Source passage:
27 Mar 2008 @ 05:18, by Trent Crace
Not really. I wasn’t born in what we Ohioans call “the county.” In fact, I lived only on the edge of it from the ages of seven to twenty-four. Yet, it is in my blood…and I forgot.
I live in the city now, which might be a misleading notion in that the population of Springfield is only 65,000. I mean, how big can a city be with such a tiny population? But now that I am here, I pretty much stay here. The looming houses in my district, the whisking of traffic, the sirens from the nearby hospital all press in on me. I sort of enjoy the feeling of mass that it gives me.
Now I recognize that my new home cannot compare to my home in “the county,” with its fruit of colossal space and near-silence. Space so big that my loneliness felt all right to me—it almost felt natural there. At any moment I could pedal a bit on my bicycle and be in a place where no one could think me crazy for talking to the horses, to the cattle, to myself. No one could see me cry and beg forces as-yet-unknown to guide me through the chaos that up that point was_my_life.

Provided material:
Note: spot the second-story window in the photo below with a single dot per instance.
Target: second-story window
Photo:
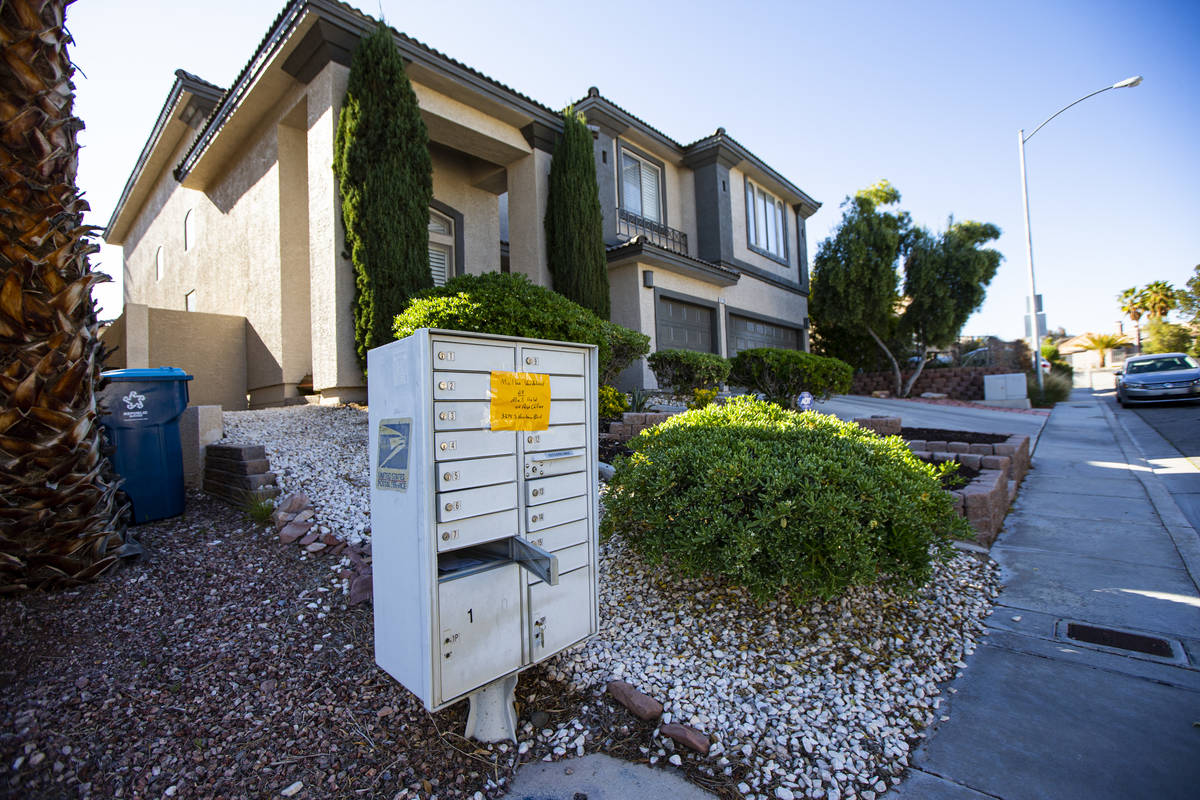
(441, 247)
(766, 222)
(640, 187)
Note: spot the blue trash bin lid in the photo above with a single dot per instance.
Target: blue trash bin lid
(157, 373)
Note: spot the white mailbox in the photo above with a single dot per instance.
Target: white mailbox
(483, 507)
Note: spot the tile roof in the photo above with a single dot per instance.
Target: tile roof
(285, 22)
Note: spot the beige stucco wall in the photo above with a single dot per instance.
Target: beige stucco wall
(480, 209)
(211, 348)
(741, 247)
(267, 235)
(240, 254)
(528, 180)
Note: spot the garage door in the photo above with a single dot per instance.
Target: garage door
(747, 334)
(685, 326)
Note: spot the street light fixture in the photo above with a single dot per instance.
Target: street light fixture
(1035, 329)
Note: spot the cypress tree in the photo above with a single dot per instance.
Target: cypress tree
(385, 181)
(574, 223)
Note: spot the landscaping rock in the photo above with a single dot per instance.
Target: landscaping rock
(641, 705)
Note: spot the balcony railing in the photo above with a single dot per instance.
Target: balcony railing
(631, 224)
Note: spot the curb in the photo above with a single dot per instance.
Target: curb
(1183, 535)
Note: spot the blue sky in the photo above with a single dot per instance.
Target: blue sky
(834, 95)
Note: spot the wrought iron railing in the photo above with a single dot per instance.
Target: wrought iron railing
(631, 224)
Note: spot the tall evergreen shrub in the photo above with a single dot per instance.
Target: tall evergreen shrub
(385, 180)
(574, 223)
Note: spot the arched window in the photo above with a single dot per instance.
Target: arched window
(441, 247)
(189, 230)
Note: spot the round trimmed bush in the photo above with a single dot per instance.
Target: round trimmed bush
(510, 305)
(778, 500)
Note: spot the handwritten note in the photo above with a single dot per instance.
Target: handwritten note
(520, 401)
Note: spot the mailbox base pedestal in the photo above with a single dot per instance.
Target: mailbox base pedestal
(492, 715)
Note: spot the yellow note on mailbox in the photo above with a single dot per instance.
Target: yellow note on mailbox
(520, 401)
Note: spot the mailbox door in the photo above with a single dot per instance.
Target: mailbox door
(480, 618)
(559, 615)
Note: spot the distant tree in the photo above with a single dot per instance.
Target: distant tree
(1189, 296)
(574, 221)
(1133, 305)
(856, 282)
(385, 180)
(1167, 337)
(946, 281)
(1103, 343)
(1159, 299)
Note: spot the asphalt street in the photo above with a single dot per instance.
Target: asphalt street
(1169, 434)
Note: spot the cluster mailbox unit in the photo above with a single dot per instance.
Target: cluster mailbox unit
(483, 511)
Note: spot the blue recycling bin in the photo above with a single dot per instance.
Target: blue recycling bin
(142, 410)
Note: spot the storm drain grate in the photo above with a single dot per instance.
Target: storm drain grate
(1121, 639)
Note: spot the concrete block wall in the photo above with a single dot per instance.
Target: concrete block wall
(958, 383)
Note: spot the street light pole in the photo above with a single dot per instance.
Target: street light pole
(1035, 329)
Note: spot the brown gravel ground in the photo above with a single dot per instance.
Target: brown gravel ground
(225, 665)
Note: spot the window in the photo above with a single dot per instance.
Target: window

What the exercise asks: Can you quote the Ohio county post verbatim, from "I live in the" up to and including "it gives me."?

Output of the exercise:
I live in the city now, which might be a misleading notion in that the population of Springfield is only 65,000. I mean, how big can a city be with such a tiny population? But now that I am here, I pretty much stay here. The looming houses in my district, the whisking of traffic, the sirens from the nearby hospital all press in on me. I sort of enjoy the feeling of mass that it gives me.